◆ EXERCISE DETAILS
Search the entries for the word "below" and copy each line that has it.

** DATA FOR ANALYSIS follows **

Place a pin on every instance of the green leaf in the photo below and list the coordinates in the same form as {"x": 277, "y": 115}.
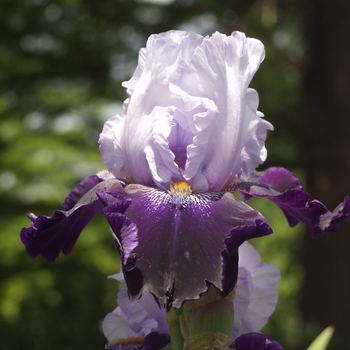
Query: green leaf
{"x": 322, "y": 341}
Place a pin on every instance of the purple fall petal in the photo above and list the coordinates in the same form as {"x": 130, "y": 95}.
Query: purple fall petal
{"x": 284, "y": 189}
{"x": 168, "y": 239}
{"x": 49, "y": 236}
{"x": 256, "y": 341}
{"x": 230, "y": 254}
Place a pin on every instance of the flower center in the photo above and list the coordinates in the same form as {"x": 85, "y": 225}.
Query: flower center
{"x": 180, "y": 189}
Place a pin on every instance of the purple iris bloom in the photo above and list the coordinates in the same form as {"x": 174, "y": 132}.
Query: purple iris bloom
{"x": 190, "y": 137}
{"x": 255, "y": 300}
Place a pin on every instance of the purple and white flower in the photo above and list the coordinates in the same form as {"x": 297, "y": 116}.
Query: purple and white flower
{"x": 190, "y": 136}
{"x": 255, "y": 300}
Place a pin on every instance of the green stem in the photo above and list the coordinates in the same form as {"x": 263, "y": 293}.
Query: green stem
{"x": 177, "y": 339}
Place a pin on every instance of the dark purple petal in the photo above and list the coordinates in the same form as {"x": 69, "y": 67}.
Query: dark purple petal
{"x": 256, "y": 341}
{"x": 230, "y": 255}
{"x": 285, "y": 189}
{"x": 49, "y": 236}
{"x": 175, "y": 242}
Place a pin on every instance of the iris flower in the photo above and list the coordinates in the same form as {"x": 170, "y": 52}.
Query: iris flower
{"x": 255, "y": 300}
{"x": 190, "y": 137}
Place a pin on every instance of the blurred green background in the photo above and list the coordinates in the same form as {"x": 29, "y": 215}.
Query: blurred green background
{"x": 61, "y": 66}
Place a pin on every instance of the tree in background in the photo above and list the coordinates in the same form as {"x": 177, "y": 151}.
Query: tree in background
{"x": 327, "y": 153}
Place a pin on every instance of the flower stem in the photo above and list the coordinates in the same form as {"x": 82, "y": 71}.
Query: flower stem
{"x": 177, "y": 339}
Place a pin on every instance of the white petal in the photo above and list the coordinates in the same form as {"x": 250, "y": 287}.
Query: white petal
{"x": 256, "y": 295}
{"x": 190, "y": 115}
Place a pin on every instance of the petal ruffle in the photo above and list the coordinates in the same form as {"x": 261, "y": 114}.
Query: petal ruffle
{"x": 168, "y": 239}
{"x": 284, "y": 189}
{"x": 190, "y": 115}
{"x": 48, "y": 236}
{"x": 256, "y": 294}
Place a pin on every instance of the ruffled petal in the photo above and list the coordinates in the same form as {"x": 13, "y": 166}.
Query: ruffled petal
{"x": 143, "y": 315}
{"x": 190, "y": 115}
{"x": 284, "y": 189}
{"x": 178, "y": 237}
{"x": 217, "y": 80}
{"x": 256, "y": 294}
{"x": 48, "y": 236}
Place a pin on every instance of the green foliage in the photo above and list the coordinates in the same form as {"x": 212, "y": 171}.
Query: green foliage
{"x": 322, "y": 341}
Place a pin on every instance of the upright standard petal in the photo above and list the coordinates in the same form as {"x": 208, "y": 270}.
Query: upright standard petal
{"x": 168, "y": 238}
{"x": 190, "y": 115}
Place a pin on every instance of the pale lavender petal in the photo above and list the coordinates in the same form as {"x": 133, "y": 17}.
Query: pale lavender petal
{"x": 235, "y": 142}
{"x": 256, "y": 294}
{"x": 190, "y": 115}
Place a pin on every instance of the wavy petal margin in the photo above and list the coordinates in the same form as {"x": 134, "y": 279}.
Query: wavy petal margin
{"x": 284, "y": 189}
{"x": 167, "y": 240}
{"x": 48, "y": 236}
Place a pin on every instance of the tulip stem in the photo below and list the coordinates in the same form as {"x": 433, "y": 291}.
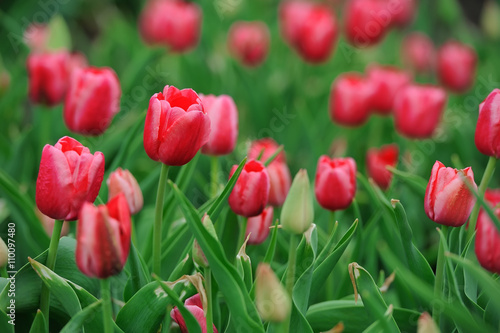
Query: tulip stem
{"x": 50, "y": 264}
{"x": 107, "y": 311}
{"x": 488, "y": 173}
{"x": 159, "y": 219}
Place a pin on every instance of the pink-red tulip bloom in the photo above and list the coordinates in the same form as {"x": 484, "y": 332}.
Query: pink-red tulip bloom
{"x": 176, "y": 126}
{"x": 448, "y": 200}
{"x": 223, "y": 116}
{"x": 103, "y": 238}
{"x": 335, "y": 182}
{"x": 69, "y": 175}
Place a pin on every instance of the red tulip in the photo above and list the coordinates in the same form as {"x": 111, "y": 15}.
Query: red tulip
{"x": 103, "y": 238}
{"x": 249, "y": 42}
{"x": 335, "y": 182}
{"x": 92, "y": 101}
{"x": 194, "y": 305}
{"x": 487, "y": 135}
{"x": 350, "y": 99}
{"x": 279, "y": 173}
{"x": 48, "y": 77}
{"x": 174, "y": 23}
{"x": 69, "y": 175}
{"x": 122, "y": 181}
{"x": 418, "y": 110}
{"x": 386, "y": 81}
{"x": 376, "y": 162}
{"x": 448, "y": 200}
{"x": 176, "y": 126}
{"x": 251, "y": 191}
{"x": 417, "y": 52}
{"x": 456, "y": 66}
{"x": 258, "y": 226}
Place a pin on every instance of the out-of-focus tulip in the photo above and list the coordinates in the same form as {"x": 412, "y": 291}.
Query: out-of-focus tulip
{"x": 223, "y": 116}
{"x": 176, "y": 126}
{"x": 350, "y": 99}
{"x": 251, "y": 191}
{"x": 448, "y": 200}
{"x": 376, "y": 162}
{"x": 249, "y": 42}
{"x": 122, "y": 181}
{"x": 487, "y": 135}
{"x": 418, "y": 110}
{"x": 417, "y": 52}
{"x": 69, "y": 175}
{"x": 456, "y": 66}
{"x": 195, "y": 306}
{"x": 335, "y": 182}
{"x": 92, "y": 101}
{"x": 103, "y": 238}
{"x": 386, "y": 81}
{"x": 258, "y": 226}
{"x": 174, "y": 23}
{"x": 48, "y": 77}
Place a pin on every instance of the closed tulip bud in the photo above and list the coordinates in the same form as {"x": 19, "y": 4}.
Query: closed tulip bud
{"x": 271, "y": 298}
{"x": 350, "y": 99}
{"x": 448, "y": 200}
{"x": 103, "y": 238}
{"x": 258, "y": 226}
{"x": 376, "y": 162}
{"x": 335, "y": 183}
{"x": 48, "y": 77}
{"x": 92, "y": 101}
{"x": 122, "y": 181}
{"x": 417, "y": 52}
{"x": 69, "y": 175}
{"x": 387, "y": 81}
{"x": 223, "y": 116}
{"x": 195, "y": 306}
{"x": 176, "y": 126}
{"x": 418, "y": 110}
{"x": 173, "y": 23}
{"x": 249, "y": 42}
{"x": 297, "y": 213}
{"x": 487, "y": 135}
{"x": 456, "y": 65}
{"x": 251, "y": 191}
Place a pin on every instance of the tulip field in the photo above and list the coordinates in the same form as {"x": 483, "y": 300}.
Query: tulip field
{"x": 249, "y": 166}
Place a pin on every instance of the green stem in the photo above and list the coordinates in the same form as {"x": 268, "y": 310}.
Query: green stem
{"x": 488, "y": 173}
{"x": 107, "y": 311}
{"x": 208, "y": 289}
{"x": 50, "y": 263}
{"x": 162, "y": 183}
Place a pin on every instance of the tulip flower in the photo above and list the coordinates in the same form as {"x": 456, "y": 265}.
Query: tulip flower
{"x": 456, "y": 65}
{"x": 251, "y": 191}
{"x": 69, "y": 175}
{"x": 487, "y": 135}
{"x": 176, "y": 126}
{"x": 258, "y": 226}
{"x": 448, "y": 200}
{"x": 418, "y": 110}
{"x": 223, "y": 116}
{"x": 122, "y": 181}
{"x": 335, "y": 182}
{"x": 173, "y": 23}
{"x": 48, "y": 77}
{"x": 103, "y": 238}
{"x": 387, "y": 82}
{"x": 92, "y": 101}
{"x": 249, "y": 42}
{"x": 350, "y": 99}
{"x": 195, "y": 306}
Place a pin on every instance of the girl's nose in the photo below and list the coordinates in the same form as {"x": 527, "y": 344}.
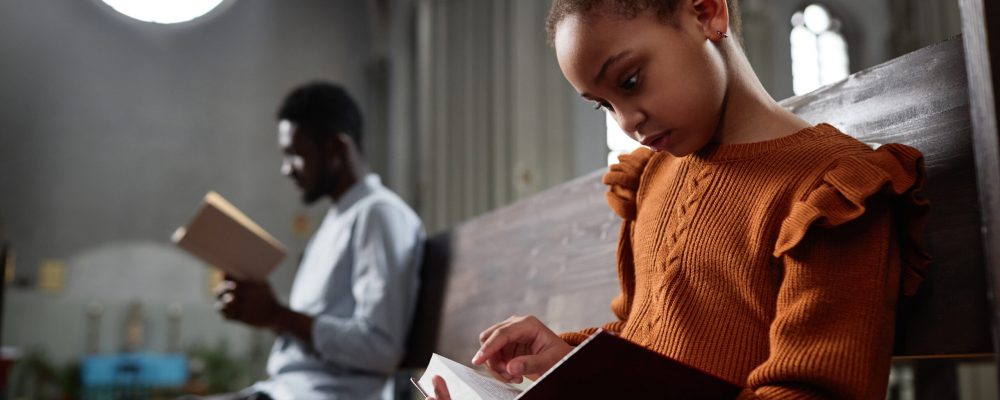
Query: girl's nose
{"x": 631, "y": 120}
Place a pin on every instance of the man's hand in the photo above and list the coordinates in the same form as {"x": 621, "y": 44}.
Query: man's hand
{"x": 519, "y": 347}
{"x": 251, "y": 303}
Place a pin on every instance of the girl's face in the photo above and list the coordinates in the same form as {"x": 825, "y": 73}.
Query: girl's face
{"x": 664, "y": 82}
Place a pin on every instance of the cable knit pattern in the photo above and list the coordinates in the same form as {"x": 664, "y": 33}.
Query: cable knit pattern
{"x": 770, "y": 264}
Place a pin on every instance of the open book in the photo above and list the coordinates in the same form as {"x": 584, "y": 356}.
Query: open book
{"x": 223, "y": 236}
{"x": 604, "y": 366}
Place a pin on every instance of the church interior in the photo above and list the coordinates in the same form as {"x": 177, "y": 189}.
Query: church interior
{"x": 116, "y": 118}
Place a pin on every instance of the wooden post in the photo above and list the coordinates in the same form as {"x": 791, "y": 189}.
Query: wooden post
{"x": 981, "y": 29}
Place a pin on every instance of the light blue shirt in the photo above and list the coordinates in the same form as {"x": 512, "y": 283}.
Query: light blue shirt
{"x": 358, "y": 279}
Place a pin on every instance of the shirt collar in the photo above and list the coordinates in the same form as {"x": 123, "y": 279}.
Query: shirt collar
{"x": 359, "y": 190}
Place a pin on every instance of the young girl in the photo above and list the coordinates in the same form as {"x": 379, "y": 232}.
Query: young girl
{"x": 754, "y": 246}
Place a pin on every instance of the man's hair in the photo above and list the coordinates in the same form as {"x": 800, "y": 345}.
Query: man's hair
{"x": 326, "y": 108}
{"x": 627, "y": 9}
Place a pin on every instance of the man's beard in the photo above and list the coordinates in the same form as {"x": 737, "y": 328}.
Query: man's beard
{"x": 323, "y": 187}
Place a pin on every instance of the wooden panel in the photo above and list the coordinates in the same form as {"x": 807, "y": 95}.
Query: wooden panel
{"x": 552, "y": 255}
{"x": 921, "y": 100}
{"x": 981, "y": 28}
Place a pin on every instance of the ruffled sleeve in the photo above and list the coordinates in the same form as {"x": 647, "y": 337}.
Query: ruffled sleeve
{"x": 623, "y": 182}
{"x": 894, "y": 170}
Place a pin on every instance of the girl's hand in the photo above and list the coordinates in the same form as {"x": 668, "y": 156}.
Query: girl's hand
{"x": 519, "y": 347}
{"x": 440, "y": 389}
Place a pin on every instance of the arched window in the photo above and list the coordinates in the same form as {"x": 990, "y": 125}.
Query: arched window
{"x": 819, "y": 51}
{"x": 164, "y": 11}
{"x": 618, "y": 142}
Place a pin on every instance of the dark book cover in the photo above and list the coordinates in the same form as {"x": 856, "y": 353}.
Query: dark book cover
{"x": 606, "y": 366}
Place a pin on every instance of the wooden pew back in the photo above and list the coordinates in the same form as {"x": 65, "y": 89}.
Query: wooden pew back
{"x": 553, "y": 255}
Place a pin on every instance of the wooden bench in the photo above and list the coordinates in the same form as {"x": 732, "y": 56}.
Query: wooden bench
{"x": 553, "y": 255}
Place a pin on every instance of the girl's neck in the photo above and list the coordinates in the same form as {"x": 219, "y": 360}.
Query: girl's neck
{"x": 749, "y": 113}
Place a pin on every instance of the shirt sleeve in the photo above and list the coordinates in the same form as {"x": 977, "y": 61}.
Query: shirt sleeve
{"x": 833, "y": 328}
{"x": 387, "y": 246}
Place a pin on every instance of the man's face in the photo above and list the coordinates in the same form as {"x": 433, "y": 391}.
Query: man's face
{"x": 304, "y": 161}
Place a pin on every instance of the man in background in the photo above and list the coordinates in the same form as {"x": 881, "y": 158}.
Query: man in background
{"x": 344, "y": 330}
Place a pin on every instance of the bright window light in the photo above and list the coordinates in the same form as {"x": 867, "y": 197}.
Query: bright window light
{"x": 819, "y": 51}
{"x": 164, "y": 11}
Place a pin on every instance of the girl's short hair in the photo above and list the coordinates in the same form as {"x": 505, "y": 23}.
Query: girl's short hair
{"x": 627, "y": 9}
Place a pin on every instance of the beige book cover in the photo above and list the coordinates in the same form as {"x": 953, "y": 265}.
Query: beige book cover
{"x": 221, "y": 235}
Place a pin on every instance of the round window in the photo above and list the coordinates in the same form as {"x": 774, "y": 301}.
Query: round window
{"x": 164, "y": 11}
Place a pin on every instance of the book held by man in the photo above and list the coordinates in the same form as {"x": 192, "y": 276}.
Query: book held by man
{"x": 223, "y": 236}
{"x": 604, "y": 366}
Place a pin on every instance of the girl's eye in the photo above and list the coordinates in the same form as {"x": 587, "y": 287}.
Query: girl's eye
{"x": 629, "y": 84}
{"x": 603, "y": 104}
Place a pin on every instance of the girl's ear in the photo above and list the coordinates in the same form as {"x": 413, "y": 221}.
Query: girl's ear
{"x": 713, "y": 16}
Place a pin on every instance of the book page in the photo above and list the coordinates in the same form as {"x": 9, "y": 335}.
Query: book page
{"x": 224, "y": 237}
{"x": 464, "y": 382}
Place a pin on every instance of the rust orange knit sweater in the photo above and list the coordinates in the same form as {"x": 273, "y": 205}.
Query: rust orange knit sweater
{"x": 775, "y": 265}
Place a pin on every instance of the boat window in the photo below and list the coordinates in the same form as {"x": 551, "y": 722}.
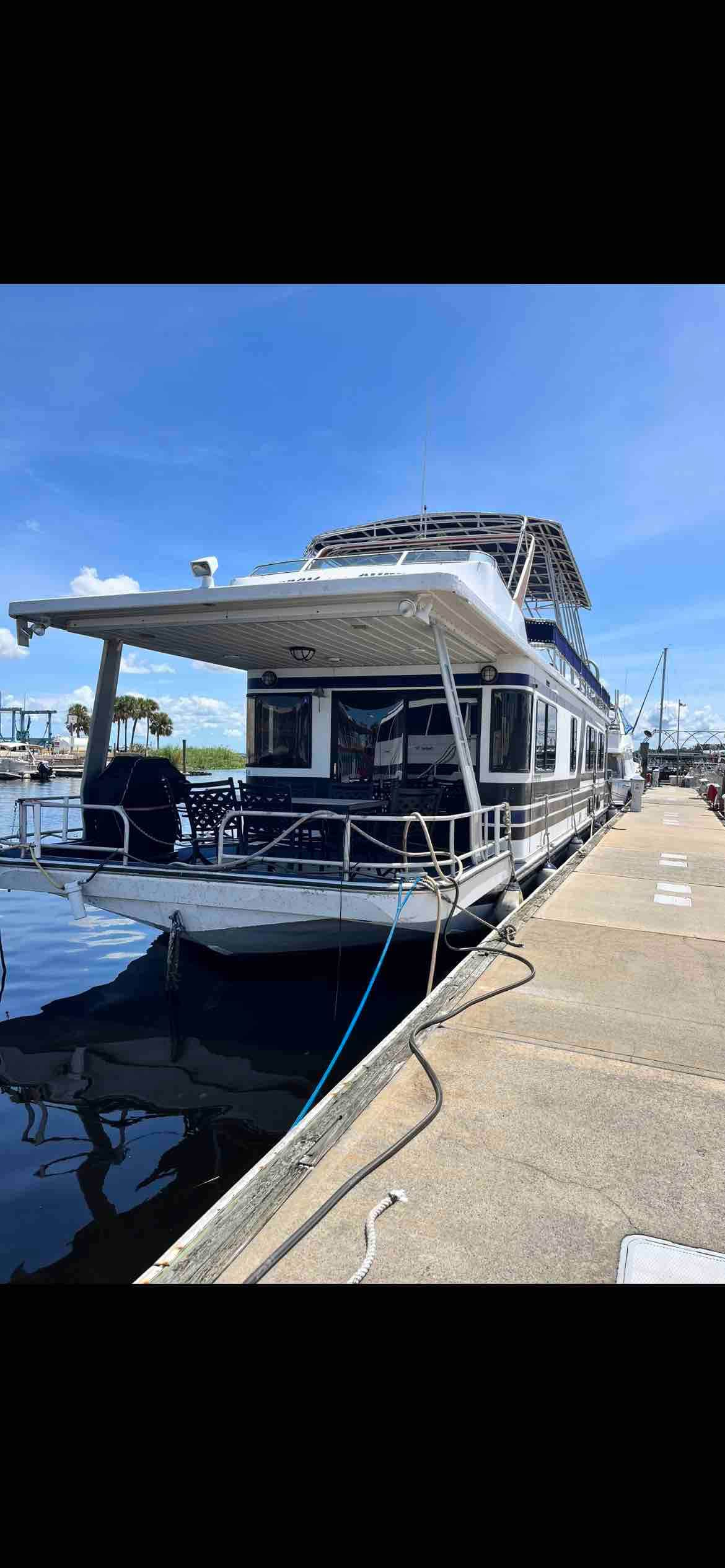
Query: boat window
{"x": 276, "y": 567}
{"x": 511, "y": 733}
{"x": 367, "y": 736}
{"x": 547, "y": 738}
{"x": 432, "y": 755}
{"x": 372, "y": 559}
{"x": 280, "y": 730}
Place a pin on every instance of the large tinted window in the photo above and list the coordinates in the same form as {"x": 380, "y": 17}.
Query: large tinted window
{"x": 547, "y": 738}
{"x": 280, "y": 731}
{"x": 367, "y": 736}
{"x": 511, "y": 733}
{"x": 573, "y": 730}
{"x": 431, "y": 741}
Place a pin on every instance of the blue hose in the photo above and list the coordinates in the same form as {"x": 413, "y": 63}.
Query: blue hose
{"x": 401, "y": 907}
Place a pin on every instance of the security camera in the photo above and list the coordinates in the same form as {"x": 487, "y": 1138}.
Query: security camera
{"x": 206, "y": 568}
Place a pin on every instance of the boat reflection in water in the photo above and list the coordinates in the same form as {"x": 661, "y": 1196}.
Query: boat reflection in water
{"x": 145, "y": 1107}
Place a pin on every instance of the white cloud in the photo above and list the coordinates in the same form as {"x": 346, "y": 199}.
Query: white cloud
{"x": 230, "y": 670}
{"x": 8, "y": 647}
{"x": 190, "y": 714}
{"x": 89, "y": 584}
{"x": 131, "y": 665}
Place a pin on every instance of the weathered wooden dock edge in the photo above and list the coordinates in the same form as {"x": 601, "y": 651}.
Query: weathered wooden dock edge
{"x": 222, "y": 1233}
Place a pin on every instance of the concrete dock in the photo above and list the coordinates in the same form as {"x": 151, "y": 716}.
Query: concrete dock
{"x": 579, "y": 1109}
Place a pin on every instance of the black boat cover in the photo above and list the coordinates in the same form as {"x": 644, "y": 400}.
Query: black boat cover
{"x": 148, "y": 789}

** End of DATA FOR ANALYSIS **

◆ RESPONSE TO THIS TASK
Place a pin on every instance of the green leaf in the photo below and list the coordinates in the same form as {"x": 277, "y": 115}.
Place a pin on every instance of the tulip stem in the photo below and list the coordinates in the same form as {"x": 433, "y": 291}.
Place a pin on every instance of the girl's nose in the photo below and list the coordinates in the same form as {"x": 527, "y": 344}.
Place a pin on every instance of the boat window in the photo below and list the coordinates in the same form as {"x": 551, "y": 722}.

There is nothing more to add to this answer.